## PASSAGE SHOWN:
----------

Member of Causeway Coast and Glens Borough Council
- In office 2 May 2019 – 18 May 2023
- Preceded by: Sam Cole
- Succeeded by: Dawn Huggins
- Constituency: Bann

Member of the Northern Ireland Assembly for East Londonderry
- In office 7 March 2007 – 2 March 2017
- Preceded by: Norman Hillis
- Succeeded by: Seat abolished

Member of Coleraine Borough Council
- In office 7 June 2001 – December 2013
- Preceded by: Robert Bolton
- Succeeded by: Michelle Knight-McQuillan
- Constituency: Bann

Personal details
- Born: 8 June 1965 (age 61) Ballymoney, Northern Ireland
- Party: Independent Unionist (since 2023) Democratic Unionist Party (until 2023)

= Adrian McQuillan =

British politician (born 1965)

Adrian McQuillan (born 8 June 1965, Ballymoney) is a former Northern Irish unionist politician who was a Causeway Coast and Glens Councillor for the Bann DEA from 2019 to 2023.

He previously served as a Democratic Unionist Party (DUP) Member of the Northern Ireland Assembly (MLA) for East Londonderry from 2007 to 2017

==Career==
McQuillan is a joiner by training, and was a postman for 18 years.

McQuillan was first elected onto Coleraine Borough Council at the 2001 election, representing the Bann District. He was the only Democratic Unionist Party (DUP) councillor to be returned in that district, following Robert Bolton's unsuccessful candidacy as an independent.

----------

## STUDY MATERIAL:
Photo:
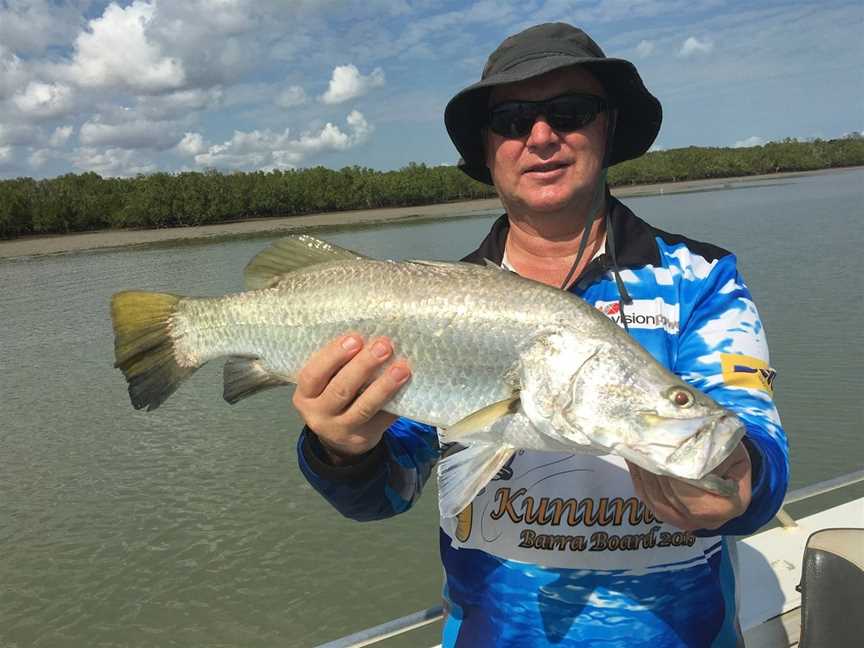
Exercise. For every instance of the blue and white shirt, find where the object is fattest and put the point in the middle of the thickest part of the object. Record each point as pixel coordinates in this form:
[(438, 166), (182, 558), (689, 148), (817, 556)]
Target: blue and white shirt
[(557, 550)]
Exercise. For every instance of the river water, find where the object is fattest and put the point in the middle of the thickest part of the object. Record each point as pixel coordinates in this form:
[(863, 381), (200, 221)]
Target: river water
[(191, 525)]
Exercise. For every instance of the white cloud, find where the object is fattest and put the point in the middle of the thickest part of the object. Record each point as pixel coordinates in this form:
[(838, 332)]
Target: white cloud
[(44, 100), (111, 162), (645, 49), (347, 83), (694, 46), (39, 157), (755, 140), (180, 103), (191, 145), (116, 51), (60, 136), (290, 97), (12, 73), (18, 134), (132, 134), (266, 149)]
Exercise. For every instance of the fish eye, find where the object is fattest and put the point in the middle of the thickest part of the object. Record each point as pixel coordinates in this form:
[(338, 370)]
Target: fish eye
[(681, 397)]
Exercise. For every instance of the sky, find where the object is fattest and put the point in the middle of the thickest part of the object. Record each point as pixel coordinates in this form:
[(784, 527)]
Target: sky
[(122, 88)]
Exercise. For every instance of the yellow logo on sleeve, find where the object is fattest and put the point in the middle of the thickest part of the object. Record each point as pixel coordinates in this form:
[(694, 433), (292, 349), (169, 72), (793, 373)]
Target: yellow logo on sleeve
[(748, 372)]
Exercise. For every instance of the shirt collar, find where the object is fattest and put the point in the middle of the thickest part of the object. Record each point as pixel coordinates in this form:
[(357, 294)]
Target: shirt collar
[(635, 240)]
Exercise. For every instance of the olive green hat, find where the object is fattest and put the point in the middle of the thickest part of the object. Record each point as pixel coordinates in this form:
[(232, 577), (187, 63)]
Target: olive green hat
[(538, 50)]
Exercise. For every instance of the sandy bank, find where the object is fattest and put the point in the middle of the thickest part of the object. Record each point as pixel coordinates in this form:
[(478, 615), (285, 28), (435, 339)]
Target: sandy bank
[(41, 245)]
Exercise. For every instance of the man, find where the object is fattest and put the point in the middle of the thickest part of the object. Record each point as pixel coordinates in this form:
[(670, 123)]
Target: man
[(560, 549)]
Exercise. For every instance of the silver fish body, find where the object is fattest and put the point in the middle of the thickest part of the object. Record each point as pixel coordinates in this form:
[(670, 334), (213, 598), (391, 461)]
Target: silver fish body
[(498, 361)]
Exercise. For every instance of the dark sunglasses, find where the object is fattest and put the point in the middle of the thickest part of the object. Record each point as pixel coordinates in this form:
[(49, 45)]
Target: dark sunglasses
[(565, 113)]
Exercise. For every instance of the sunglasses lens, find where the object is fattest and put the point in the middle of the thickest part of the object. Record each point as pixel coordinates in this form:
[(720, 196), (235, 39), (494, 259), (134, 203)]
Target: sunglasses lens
[(512, 120), (566, 114), (571, 113)]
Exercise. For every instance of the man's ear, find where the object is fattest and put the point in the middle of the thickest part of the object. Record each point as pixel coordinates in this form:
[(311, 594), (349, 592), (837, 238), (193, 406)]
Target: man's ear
[(487, 147)]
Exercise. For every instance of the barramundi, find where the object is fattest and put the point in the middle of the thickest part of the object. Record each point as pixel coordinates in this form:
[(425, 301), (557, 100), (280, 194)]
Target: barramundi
[(498, 362)]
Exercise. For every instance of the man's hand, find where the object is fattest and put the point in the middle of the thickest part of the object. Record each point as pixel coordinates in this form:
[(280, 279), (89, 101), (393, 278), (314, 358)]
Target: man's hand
[(340, 397), (690, 508)]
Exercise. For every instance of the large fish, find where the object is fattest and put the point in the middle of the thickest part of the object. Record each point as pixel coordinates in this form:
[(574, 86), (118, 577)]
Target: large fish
[(498, 362)]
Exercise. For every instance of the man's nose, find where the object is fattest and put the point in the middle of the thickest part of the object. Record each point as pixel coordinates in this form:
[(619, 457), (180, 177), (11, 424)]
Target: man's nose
[(541, 134)]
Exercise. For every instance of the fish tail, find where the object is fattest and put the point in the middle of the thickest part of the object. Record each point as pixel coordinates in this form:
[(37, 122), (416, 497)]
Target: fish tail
[(144, 347)]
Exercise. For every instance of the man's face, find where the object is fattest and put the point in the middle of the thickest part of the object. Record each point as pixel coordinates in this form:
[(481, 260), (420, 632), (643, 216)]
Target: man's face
[(547, 171)]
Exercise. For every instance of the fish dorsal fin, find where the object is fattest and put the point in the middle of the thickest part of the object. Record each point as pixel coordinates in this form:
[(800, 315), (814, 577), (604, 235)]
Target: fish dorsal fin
[(289, 254), (480, 420)]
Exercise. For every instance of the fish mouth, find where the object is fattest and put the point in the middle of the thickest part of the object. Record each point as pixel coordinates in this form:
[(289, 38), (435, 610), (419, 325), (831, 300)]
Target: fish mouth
[(714, 441)]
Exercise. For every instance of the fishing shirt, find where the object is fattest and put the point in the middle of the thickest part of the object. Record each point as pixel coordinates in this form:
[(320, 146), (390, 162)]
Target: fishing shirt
[(557, 550)]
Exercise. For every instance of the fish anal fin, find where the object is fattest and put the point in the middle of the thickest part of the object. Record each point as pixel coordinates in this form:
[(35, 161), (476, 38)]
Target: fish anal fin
[(244, 377), (463, 474), (480, 419), (289, 254)]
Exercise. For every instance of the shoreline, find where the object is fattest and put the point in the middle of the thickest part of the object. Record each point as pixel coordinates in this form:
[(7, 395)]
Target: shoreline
[(35, 246)]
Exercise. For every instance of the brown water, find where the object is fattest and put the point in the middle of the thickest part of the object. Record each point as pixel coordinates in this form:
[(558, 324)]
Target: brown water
[(192, 525)]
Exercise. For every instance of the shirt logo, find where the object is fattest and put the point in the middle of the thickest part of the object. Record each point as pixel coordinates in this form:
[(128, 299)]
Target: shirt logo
[(747, 372), (642, 313)]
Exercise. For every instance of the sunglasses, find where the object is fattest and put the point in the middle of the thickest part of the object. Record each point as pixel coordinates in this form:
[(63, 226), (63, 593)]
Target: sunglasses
[(565, 113)]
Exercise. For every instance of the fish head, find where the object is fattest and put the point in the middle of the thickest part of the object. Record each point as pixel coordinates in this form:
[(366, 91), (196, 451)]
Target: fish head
[(613, 395)]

----------

## GOAL OF THE EXERCISE:
Carry on the Adrian McQuillan biography from its last sentence, picking up with the next part of his council career.

## WRITTEN ANSWER:
McQuillan was re-elected to the council in 2005.

He was later elected to the Northern Ireland Assembly as one of three DUP MLAs for East Londonderry at the 2007 election, but lost his seat in the 2017 Northern Ireland Assembly election.

He was elected to Causeway Coast and Glens Borough Council for the Bann District in the 2019 Northern Ireland local elections. In January 2023, after falling out with the DUP leadership over bullying allegations, he resigned from the party to sit as an Independent.
He stood for re-election in the local elections that same year, but was unsuccessful.

==Personal life==
He is a member of Moneydig Presbyterian Church.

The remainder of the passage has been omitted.